→ **TASK**:
If a line in the records below contains the word "green", copy it.

→ **INFORMATION SHOWN**:
____
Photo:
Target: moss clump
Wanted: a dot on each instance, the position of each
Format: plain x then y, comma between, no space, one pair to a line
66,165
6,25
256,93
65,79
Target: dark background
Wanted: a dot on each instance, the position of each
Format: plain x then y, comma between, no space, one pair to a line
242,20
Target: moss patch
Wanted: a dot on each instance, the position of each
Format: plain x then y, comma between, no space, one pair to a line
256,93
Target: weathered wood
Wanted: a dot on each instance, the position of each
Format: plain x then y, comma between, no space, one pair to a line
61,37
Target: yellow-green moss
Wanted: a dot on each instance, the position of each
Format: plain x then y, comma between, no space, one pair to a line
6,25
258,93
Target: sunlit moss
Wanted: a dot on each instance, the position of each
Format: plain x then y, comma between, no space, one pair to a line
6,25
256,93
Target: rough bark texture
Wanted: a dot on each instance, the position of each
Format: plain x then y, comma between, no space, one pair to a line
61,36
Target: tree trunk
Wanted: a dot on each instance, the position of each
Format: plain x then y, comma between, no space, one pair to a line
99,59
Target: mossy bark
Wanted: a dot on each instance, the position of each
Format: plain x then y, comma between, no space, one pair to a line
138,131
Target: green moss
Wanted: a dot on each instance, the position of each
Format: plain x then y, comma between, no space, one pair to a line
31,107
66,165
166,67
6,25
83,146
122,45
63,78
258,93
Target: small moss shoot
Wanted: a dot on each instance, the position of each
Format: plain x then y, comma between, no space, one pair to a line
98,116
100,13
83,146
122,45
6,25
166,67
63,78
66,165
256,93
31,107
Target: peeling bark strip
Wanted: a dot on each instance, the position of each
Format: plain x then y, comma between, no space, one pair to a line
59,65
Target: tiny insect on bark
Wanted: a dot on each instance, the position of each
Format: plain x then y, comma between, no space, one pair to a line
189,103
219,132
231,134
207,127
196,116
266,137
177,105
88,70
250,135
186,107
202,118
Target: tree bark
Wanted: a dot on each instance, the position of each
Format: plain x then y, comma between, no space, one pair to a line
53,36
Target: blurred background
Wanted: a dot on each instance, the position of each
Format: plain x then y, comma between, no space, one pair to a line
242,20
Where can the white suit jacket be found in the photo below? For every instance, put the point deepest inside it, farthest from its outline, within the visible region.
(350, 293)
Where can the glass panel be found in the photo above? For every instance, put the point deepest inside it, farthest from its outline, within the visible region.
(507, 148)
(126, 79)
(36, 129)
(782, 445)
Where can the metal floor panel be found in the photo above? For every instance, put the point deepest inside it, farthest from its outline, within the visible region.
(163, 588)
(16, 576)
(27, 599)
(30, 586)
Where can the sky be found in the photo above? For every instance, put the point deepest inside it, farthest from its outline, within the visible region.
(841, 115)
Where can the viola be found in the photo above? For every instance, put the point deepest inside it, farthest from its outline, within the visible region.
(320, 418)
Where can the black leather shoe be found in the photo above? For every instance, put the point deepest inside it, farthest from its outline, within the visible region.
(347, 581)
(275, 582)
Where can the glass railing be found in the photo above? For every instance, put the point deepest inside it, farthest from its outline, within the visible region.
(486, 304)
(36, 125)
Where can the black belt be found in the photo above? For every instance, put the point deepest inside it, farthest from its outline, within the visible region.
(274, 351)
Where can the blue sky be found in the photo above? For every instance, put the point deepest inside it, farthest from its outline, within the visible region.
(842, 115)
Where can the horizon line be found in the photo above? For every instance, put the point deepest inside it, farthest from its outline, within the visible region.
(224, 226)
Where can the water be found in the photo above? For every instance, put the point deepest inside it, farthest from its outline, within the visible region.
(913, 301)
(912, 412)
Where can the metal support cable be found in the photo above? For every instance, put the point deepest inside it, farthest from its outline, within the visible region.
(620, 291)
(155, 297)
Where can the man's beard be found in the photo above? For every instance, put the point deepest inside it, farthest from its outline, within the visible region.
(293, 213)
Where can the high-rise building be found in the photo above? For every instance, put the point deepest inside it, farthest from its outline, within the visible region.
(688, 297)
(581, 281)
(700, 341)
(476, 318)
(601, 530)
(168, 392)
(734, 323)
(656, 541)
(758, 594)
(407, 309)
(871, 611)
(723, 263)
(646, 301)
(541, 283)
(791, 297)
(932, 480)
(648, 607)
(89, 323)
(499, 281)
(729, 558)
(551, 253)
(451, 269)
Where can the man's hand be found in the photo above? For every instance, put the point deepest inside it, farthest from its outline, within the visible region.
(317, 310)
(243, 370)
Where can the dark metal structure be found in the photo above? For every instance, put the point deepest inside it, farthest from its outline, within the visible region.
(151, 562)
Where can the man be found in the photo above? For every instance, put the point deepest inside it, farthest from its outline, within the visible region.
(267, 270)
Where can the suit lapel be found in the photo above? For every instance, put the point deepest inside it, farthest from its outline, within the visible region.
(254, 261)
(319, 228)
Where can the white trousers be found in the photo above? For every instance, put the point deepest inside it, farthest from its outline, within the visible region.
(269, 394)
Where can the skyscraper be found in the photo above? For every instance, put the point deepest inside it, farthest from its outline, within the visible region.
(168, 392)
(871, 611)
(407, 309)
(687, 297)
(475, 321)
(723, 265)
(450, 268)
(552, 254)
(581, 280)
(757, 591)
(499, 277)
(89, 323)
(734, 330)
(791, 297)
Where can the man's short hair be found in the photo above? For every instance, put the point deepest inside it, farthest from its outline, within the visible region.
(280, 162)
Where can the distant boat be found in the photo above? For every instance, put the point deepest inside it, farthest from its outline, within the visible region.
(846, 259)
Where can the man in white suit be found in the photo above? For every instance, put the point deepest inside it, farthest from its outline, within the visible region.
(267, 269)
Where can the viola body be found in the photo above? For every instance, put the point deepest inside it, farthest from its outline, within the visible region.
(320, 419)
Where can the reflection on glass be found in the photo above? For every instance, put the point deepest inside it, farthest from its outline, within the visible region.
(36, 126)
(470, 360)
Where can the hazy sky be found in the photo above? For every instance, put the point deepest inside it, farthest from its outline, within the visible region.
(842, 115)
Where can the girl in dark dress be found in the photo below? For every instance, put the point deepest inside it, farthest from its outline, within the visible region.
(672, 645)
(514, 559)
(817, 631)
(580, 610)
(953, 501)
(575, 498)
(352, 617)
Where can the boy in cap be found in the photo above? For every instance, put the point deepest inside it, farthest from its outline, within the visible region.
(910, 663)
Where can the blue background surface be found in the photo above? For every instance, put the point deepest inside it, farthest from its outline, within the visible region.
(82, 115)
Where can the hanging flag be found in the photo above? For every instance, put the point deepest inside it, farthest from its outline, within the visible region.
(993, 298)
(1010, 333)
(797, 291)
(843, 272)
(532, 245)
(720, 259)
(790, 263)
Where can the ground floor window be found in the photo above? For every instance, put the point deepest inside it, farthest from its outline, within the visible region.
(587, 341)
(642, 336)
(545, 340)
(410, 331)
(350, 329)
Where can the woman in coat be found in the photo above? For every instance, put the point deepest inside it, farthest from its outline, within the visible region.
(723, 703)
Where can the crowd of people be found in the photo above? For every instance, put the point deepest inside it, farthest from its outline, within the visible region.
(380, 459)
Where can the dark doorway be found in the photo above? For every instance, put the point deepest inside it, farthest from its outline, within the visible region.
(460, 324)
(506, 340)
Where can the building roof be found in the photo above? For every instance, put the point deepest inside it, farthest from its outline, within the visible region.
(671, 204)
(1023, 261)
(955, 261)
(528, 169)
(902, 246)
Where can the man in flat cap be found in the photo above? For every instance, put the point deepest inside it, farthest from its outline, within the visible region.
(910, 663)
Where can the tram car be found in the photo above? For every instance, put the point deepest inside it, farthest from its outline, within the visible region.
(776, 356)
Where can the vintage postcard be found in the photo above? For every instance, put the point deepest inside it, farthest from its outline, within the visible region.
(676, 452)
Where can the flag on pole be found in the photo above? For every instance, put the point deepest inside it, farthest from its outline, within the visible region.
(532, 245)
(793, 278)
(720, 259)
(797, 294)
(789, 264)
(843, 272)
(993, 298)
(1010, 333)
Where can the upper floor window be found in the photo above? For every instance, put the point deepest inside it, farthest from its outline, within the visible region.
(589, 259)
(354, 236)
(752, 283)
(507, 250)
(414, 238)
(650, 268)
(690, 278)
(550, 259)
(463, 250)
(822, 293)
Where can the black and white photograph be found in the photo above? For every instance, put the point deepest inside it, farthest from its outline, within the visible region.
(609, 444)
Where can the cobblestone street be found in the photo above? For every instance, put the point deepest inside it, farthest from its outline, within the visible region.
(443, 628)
____
→ **OUTPUT OF THE EXERCISE**:
Target: yellow-green moss
Target: green moss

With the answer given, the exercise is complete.